** START Selected text **

Don't use map when you don't really map. .map() returns a result.
From the expected output (in the original version of the question) it seems you need to apply the functions from right to left, not from left to right.
this.counter does not really play a role. The length of the this.functions array should be all you need.
the result should not be printed in the method, but returned. It is the caller's responsibility to print it or do something else with it.
All this can be dealt with using reduce or reduceRight (depending on the expected order) like this:
evaluate(array) {
return this.functions.reduceRight((result, obj) =>
result.map((item) => obj.func(item, ...(obj.args || [])))
, array);
}
And in the main program, print the return value:
console.log(s.add(plus, 1).add(timesTwo).evaluate([1, 2, 3]));
The add method has also some strange logic, like:
When the first if condition is false, then the else block kicks in with args.length == 0. It is then strange to see conditions on args.length... it really is 0!
If the first condition in func.length <= args.length + 1 || func.length === args.length is false, then surely the second will always be false also. It should not need to be there.
argsArrayNumeric is never used.
All in all, it seems the code could be reduced to this snippet:
class Lazy {
constructor() {
this.functions = [];
}
add(func, ...args) {
if (func.length > args.length + 1) {
throw ValueError(`Missing parameters for ${func.name} function`);
}
this.functions.push({ func, args });
return this;
}
evaluate(array) {
return this.functions.reduceRight((result, obj) =>
result.map((item) => obj.func(item, ...(obj.args || [])))
, array);
}
}
const timesTwo = (a) => a * 2;
const plus = (a, b) => a + b;
const s = new Lazy();
console.log(s.add(plus, 1).add(timesTwo).evaluate([1, 2, 3])); // [3, 5, 7]
I think you're working too hard at this. I believe this does almost the same thing (except it doesn't report arity errors; that's easy enough to include but doesn't add anything to the discussion):
class Lazy {
constructor () {
this .fns = []
}
add (fn, ...args) {
this .fns .push ({fn, args});
return this
}
evaluate (xs) {
return xs .map (
x => this .fns .reduce ((a, {fn, args}) => fn (...args, a), x)

** END Selected text **

# Objective
Print out the part of the Lazy class discussion starting at "this.counter does not" and ending at "really is 0!".

** START Supplied material **

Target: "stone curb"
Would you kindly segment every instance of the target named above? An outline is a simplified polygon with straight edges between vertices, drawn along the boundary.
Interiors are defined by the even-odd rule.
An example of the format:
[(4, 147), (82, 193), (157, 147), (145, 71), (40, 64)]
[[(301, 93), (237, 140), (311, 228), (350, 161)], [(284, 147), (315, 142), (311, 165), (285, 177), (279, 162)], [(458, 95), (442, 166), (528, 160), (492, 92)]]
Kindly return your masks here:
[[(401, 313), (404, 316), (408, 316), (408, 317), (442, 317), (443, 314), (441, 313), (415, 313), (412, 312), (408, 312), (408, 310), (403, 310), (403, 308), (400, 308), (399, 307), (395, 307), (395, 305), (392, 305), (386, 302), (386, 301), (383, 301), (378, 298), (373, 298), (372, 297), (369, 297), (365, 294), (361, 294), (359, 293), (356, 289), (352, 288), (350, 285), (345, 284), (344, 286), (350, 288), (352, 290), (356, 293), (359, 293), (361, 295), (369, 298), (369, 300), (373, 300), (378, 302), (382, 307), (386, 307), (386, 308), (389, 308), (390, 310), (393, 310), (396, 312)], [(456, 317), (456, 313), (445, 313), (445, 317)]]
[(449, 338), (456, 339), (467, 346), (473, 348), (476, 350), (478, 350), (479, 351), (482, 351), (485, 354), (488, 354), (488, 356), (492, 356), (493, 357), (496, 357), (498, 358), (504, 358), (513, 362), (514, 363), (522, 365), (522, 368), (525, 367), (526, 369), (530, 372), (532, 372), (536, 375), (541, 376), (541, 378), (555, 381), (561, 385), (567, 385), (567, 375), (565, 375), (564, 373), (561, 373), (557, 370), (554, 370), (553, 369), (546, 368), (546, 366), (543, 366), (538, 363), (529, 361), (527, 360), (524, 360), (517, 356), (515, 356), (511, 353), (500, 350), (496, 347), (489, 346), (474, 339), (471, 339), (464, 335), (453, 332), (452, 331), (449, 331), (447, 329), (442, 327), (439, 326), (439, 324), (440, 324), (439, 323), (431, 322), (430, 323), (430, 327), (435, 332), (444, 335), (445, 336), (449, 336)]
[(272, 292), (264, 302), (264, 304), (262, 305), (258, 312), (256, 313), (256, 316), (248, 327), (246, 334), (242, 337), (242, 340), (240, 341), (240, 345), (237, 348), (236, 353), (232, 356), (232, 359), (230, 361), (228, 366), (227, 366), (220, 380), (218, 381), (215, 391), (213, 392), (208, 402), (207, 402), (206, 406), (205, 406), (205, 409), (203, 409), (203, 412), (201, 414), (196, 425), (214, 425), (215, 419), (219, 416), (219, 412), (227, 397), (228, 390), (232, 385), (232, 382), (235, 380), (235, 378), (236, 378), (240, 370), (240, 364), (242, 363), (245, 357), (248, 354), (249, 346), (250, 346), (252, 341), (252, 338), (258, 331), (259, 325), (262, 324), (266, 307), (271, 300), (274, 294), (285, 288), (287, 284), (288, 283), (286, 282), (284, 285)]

** END Supplied material **
** START Supplied material **

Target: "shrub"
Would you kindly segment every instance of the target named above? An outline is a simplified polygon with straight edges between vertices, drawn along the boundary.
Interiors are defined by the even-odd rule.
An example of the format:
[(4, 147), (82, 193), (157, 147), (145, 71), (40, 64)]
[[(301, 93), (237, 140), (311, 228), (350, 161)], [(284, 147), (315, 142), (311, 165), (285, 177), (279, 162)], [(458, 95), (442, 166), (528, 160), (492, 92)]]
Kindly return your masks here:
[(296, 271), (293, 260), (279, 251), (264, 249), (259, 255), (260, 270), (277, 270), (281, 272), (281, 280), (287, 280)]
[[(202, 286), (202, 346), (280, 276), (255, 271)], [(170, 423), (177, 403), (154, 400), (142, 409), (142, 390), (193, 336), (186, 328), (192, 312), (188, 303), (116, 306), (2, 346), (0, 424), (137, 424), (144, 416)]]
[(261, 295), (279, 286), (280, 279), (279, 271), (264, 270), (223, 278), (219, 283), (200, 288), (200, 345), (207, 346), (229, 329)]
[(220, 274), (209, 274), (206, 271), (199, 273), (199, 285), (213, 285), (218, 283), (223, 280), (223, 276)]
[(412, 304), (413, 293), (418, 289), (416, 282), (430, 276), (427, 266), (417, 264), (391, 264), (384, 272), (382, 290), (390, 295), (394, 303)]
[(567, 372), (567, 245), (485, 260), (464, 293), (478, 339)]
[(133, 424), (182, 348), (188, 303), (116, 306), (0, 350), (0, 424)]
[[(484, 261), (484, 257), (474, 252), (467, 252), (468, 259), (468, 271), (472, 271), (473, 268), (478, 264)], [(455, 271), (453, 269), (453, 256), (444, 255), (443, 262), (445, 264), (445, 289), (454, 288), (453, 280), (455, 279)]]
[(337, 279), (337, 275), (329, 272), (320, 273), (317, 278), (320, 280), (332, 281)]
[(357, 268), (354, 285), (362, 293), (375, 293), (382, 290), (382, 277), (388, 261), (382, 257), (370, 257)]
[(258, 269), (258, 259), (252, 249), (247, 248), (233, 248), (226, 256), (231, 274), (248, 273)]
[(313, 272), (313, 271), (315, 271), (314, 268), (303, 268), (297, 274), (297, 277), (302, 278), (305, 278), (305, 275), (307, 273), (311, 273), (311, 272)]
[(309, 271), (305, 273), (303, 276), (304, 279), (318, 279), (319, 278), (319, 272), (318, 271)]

** END Supplied material **

# Response
this.counter does not really play a role. The length of the this.functions array should be all you need.
the result should not be printed in the method, but returned. It is the caller's responsibility to print it or do something else with it.
All this can be dealt with using reduce or reduceRight (depending on the expected order) like this:
evaluate(array) {
return this.functions.reduceRight((result, obj) =>
result.map((item) => obj.func(item, ...(obj.args || [])))
, array);
}
And in the main program, print the return value:
console.log(s.add(plus, 1).add(timesTwo).evaluate([1, 2, 3]));
The add method has also some strange logic, like:
When the first if condition is false, then the else block kicks in with args.length == 0. It is then strange to see conditions on args.length... it really is 0!